» Document extract
......

There is something strange about the recall election of California governor Gavin Newsom coming up next month.

In fact, it you want to argue about unfair elections this one might be the one to look at. Newsom was elected to a first term in 2018 with about 61 percent of the vote and he won by a solid THREE million votes against his Republican counterpart. Impressive numbers even in rock-solid blue California.

But our largest state by population has a strange set of rules in its constitution and one of them is that a recall vote can be initiated if anyone in the state gathers the signatures of 12 percent of the number of total votes in the last gubernatorial election. No reason has to be given and no reason was given aside from the fact that Newsom took some appropriate, but unpopular steps with some, regarding protection from Covid.

If my math is right, they need about 1.1 million voters, still way less than Newsom's victory margin, to force a recall election. Once those signatures are certified, a vote is scheduled and voters who show up--and experts predict that many less interested voters will not show up--get asked two questions. One is do you want to recall the governor. If one more person than 50 percent votes yes, the second question, asking them to select from nearly four dozen people, comes into play.

......

Data entries:
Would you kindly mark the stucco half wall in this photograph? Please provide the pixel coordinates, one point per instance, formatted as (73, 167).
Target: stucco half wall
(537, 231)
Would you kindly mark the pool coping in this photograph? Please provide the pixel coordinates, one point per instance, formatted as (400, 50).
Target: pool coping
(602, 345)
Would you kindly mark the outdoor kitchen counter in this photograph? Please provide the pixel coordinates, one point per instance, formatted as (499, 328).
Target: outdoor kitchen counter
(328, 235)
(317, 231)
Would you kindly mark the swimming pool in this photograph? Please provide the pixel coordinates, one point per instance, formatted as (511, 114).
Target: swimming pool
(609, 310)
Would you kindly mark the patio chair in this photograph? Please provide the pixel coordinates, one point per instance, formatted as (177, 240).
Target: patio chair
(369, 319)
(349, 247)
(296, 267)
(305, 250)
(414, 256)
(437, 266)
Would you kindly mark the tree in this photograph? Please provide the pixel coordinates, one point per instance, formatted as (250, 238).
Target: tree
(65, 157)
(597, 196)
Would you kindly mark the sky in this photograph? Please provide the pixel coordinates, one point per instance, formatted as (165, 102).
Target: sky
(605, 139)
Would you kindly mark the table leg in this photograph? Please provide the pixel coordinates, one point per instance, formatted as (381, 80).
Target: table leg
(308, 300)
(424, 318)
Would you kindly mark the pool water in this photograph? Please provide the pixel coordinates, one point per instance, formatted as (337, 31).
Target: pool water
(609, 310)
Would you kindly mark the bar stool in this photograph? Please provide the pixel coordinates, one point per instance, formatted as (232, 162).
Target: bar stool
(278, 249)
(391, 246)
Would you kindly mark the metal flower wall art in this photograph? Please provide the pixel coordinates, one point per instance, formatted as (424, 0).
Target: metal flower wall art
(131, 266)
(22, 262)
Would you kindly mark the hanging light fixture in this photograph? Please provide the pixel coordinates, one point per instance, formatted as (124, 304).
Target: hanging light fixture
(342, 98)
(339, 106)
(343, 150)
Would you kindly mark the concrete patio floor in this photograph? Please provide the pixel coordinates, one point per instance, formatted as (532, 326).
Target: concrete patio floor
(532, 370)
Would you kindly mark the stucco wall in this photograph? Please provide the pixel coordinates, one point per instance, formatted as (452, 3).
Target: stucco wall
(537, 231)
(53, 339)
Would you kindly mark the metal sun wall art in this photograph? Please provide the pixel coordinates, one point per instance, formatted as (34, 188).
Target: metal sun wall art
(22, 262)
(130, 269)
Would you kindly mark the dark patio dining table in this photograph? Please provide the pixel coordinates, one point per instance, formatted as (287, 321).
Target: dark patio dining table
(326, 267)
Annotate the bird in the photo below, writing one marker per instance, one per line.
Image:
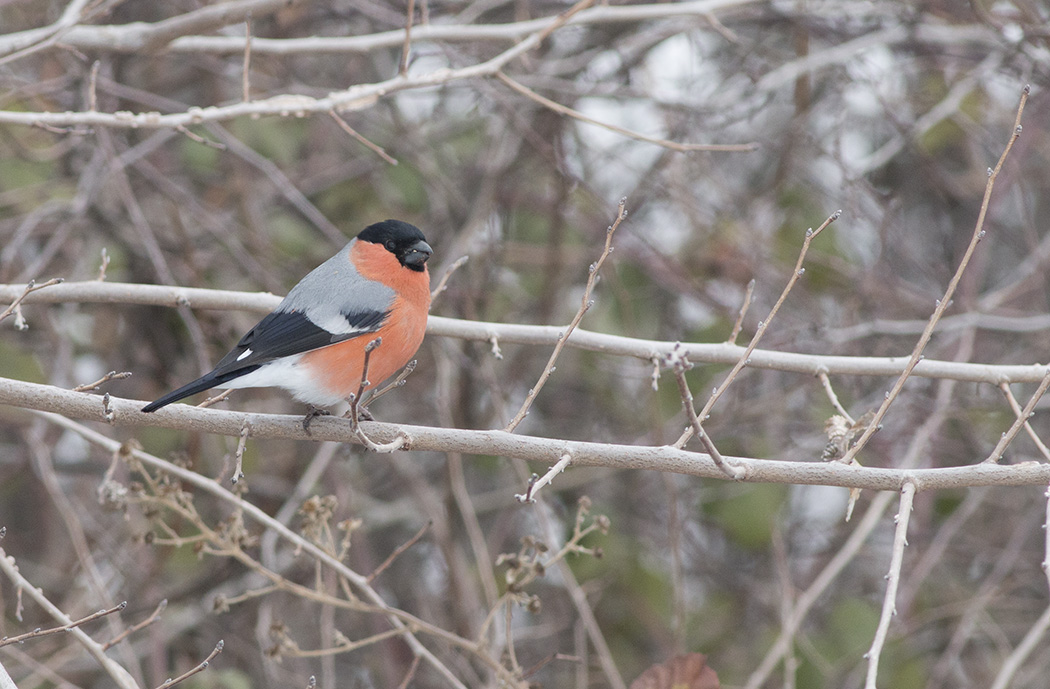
(374, 294)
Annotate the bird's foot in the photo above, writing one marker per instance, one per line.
(314, 413)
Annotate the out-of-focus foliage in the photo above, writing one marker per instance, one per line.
(891, 111)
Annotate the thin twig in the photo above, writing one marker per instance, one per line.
(200, 668)
(443, 283)
(410, 13)
(744, 358)
(1038, 629)
(29, 288)
(103, 266)
(92, 95)
(585, 304)
(370, 145)
(411, 673)
(1005, 387)
(216, 399)
(116, 670)
(246, 89)
(893, 581)
(37, 633)
(563, 109)
(398, 550)
(198, 139)
(678, 367)
(238, 456)
(826, 382)
(748, 298)
(355, 405)
(945, 300)
(153, 617)
(397, 382)
(534, 483)
(1020, 421)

......

» Your tasks
(a) In the passage on the Newsom recall, update the part that opens with the words containing "There is something" and closes with "rock-solid blue California.", putting "Striking" in place of "Impressive".
(b) Write the next part of the passage on the Newsom recall election, picking up after its final sentence.

» Written answers
(a)
There is something strange about the recall election of California governor Gavin Newsom coming up next month.

In fact, it you want to argue about unfair elections this one might be the one to look at. Newsom was elected to a first term in 2018 with about 61 percent of the vote and he won by a solid THREE million votes against his Republican counterpart. Striking numbers even in rock-solid blue California.

(b)
So, as a column in The New York Times points out, Newsom can lose the first question by, say, 10 votes and be replaced by a candidate in the second vote who has, maybe, five percent of the total vote.

Interestingly, but not surprisingly, 46 people includes quite a few interesting characters, who managed to get on the ballot by gathering just 7,000 legitimate signatures and paying a $4,000 fee.

They include Kaitlyn Jenner, the transgender Olympic gold medal winner who has said she wants her privacy but always seems to be in the public eye, Larry Elder, a conservative radio talk show host and several people who want California to secede from the union. Unfortunately for the rest of us, a couple of porn stars, apparently, decided not to run.

Cmon, wouldn't it be cool if the state of California was run by a porn star?

Oh, by the way, this upcoming vote is costing the Golden State about $300 million to pull off, even though another, legitimate, gubernatorial election is slated for next November.


Just my angle.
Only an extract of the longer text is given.